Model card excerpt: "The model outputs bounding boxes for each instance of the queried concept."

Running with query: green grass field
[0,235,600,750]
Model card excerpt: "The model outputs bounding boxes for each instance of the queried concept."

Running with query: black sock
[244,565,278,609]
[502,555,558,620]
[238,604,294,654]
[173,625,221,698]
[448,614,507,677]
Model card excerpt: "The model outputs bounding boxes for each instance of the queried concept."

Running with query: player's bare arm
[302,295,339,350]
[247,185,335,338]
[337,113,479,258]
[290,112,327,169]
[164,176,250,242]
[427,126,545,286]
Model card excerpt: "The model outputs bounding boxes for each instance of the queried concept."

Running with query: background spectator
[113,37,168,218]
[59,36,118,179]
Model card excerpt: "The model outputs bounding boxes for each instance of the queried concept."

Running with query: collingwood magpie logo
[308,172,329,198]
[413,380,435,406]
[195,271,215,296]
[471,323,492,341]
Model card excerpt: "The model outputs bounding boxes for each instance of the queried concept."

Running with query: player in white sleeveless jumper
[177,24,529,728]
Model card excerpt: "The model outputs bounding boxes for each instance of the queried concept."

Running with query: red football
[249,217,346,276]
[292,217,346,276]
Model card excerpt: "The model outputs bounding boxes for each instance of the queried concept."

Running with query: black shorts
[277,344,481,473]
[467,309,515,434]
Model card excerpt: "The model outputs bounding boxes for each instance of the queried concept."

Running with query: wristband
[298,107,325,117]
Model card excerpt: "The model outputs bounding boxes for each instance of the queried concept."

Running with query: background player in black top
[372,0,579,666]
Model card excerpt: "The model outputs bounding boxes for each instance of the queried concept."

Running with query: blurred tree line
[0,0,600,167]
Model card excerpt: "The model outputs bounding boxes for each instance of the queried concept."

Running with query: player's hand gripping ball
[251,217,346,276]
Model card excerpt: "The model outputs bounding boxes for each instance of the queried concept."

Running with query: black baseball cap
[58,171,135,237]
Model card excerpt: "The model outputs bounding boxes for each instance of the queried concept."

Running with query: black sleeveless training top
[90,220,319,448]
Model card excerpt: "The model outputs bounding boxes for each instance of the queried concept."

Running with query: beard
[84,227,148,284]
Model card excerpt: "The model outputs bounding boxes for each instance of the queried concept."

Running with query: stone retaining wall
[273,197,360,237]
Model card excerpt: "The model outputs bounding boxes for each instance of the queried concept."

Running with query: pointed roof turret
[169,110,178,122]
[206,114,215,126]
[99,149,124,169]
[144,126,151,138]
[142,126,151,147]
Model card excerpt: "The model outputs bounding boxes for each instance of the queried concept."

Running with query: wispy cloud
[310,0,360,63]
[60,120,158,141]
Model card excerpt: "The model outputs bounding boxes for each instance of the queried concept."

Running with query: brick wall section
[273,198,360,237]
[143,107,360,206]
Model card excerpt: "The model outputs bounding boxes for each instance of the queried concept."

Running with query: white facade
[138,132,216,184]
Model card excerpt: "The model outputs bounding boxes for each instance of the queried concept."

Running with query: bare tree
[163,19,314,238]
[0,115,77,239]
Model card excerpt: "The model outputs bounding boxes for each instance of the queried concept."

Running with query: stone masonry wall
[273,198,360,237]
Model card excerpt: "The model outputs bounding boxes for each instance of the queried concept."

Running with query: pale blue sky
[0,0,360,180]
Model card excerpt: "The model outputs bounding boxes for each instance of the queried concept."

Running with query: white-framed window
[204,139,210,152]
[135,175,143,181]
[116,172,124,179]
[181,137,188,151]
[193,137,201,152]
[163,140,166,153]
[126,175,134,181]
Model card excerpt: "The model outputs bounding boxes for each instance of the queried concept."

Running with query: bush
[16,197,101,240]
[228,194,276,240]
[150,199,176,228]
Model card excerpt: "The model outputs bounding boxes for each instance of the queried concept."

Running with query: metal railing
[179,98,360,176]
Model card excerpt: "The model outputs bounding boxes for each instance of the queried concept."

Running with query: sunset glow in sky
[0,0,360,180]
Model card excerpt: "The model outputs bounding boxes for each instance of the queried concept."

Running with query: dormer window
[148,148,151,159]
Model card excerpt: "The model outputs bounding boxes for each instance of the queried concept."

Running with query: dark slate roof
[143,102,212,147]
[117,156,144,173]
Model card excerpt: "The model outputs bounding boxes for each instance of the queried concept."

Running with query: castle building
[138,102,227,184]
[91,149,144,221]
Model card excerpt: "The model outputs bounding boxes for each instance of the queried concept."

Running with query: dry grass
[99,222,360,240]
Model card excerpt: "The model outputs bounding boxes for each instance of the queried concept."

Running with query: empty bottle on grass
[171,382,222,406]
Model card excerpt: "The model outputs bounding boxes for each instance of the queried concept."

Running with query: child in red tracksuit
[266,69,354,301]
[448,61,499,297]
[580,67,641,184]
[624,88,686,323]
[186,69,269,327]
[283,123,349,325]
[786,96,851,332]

───

> AIM
Copy all of the data above, line for line, with no changes.

> FINAL ANSWER
Model card excerpt: "The model outputs bounding boxes for each instance of the queried concept."

Running with query: green grass field
[0,235,600,750]
Model card excerpt: "The model outputs bounding boxes for each instance of the queried concept."

Running with query: black sock
[244,565,278,609]
[502,555,558,620]
[238,604,294,654]
[173,625,221,698]
[448,614,507,677]
Model card excerpt: "The model outputs bounding boxes for each instance of the queried concept."

Running with query: player's bare arm
[302,295,339,350]
[247,185,335,338]
[337,113,479,258]
[290,112,327,169]
[164,176,250,242]
[427,126,545,286]
Model card excerpt: "The model outputs bounding boxes for each instance of the queried concept."

Running with query: background spectator
[113,37,168,218]
[59,36,118,179]
Model card excerpt: "The model outputs bounding boxes for each instance of the queried concept."

Running with query: collingwood magpie logo
[308,172,329,198]
[413,380,435,406]
[195,271,215,296]
[471,323,492,341]
Model card excerpt: "The model outputs bounding boxes for each instance of the queried concept."

Running with query: player in white sleeveless jumper
[177,24,529,728]
Model card excerpt: "The model outputs bounding boxes for each instance of the queried concept."

Running with query: red football
[249,217,346,276]
[292,217,346,276]
Model card excerpt: "The model outputs bounding boxes for each instance of the queried concept."

Running with query: black shorts
[277,344,481,473]
[467,309,515,434]
Model card excerpt: "The model outputs bounding boxes for each instance of the queried concept."

Running with query: wristband
[298,107,325,117]
Model card excerpt: "The model outputs bounding boxes for each instance of the queried concept."

Running with query: background player in black top
[372,0,579,666]
Model card excerpt: "The model outputs bounding boxes for each instance of the queried concept."

Running with query: blurred tree line
[0,0,600,167]
Model card excerpt: "The model outputs bounding boxes for each instance of the queried concept."

Running with query: player's hand gripping ball
[251,217,346,276]
Model card excerpt: "The model outputs bounding boxes for each instance of the queried concept."

Running with query: black baseball cap
[58,171,135,237]
Model card excerpt: "The model outputs bounding boxes for each instance of the queried concept."

Running with query: black sleeveless training top
[90,220,319,448]
Model card excerpt: "The model outputs bounding boxes for each instance of the queried concept."

Running with query: beard
[84,227,148,284]
Model card excerpt: "The model outputs bounding boxes for each instance of the queried concept."

Running with query: stone retaining wall
[273,197,360,237]
Model card excerpt: "The model outputs bounding boxes for each instance of the queried concept."

Running with query: pointed roof turret
[169,110,178,122]
[206,114,215,126]
[99,149,124,169]
[144,126,151,138]
[142,126,151,147]
Model card excerpt: "The model outputs bounding boxes for each instance of the queried concept."

Running with query: wispy cloud
[310,0,360,63]
[60,120,158,141]
Model card excerpt: "The model outputs bounding boxes for each instance of the queried concept."

Running with query: brick wall section
[273,198,360,237]
[143,107,360,206]
Model card excerpt: "The model outputs bounding boxes for each instance of the queried concept."

Running with query: white facade
[138,132,216,184]
Model card excerpt: "The model outputs bounding boxes for each instance of the queried concept."

Running with query: bare tree
[163,19,314,238]
[0,115,77,239]
Model card excerpt: "The model outputs bounding boxes for each instance of the queried concept."

Running with query: stone masonry wall
[273,198,360,237]
Model card excerpt: "The model outputs bounding boxes for each instance of the queried concept."

Running with query: pale blue sky
[0,0,360,180]
Model card excerpt: "The model outputs bounding boxes for each instance of the queried concept."

Running with query: white-framed window
[204,139,210,152]
[135,175,143,181]
[116,172,124,179]
[181,137,188,151]
[193,137,201,152]
[163,140,166,153]
[126,175,134,181]
Model card excerpt: "The model outputs bounding boxes for each instance of the queried concept."

Running with query: bush
[16,197,101,240]
[228,194,276,240]
[150,199,176,228]
Model card excerpt: "The model outputs bounding boxes for each instance of the queried concept."

Running with query: metal railing
[179,98,360,176]
Model card excerpt: "The model outputs bounding boxes for each instance of the queried concept."

Running with query: sunset glow in sky
[0,0,360,180]
Model card excerpt: "The model outputs bounding boxes for each instance of the queried concept."

Running with query: dormer window
[148,148,151,159]
Model card excerpt: "The model outputs bounding boxes for each instance of the queried concept."

Running with query: dark slate roof
[143,102,212,147]
[117,156,144,173]
Model card excerpt: "The model outputs bounding boxes for each instance of the queried concept."

Running with query: castle building
[138,102,227,184]
[91,149,144,221]
Model card excerpt: "The model outputs bounding boxes for each instance of the queried concept."

Running with query: dry grass
[99,222,360,240]
Model card excerpt: "The model outputs bounding boxes for each instance of the queried concept."

Running with query: empty bottle on grass
[171,382,222,406]
Model card excerpt: "The model outputs bounding boxes for each instance of the queried concept."

Running with query: child in red tracksuit
[266,69,354,301]
[448,61,499,297]
[580,67,641,184]
[624,88,686,323]
[186,69,269,327]
[283,123,349,325]
[786,96,851,332]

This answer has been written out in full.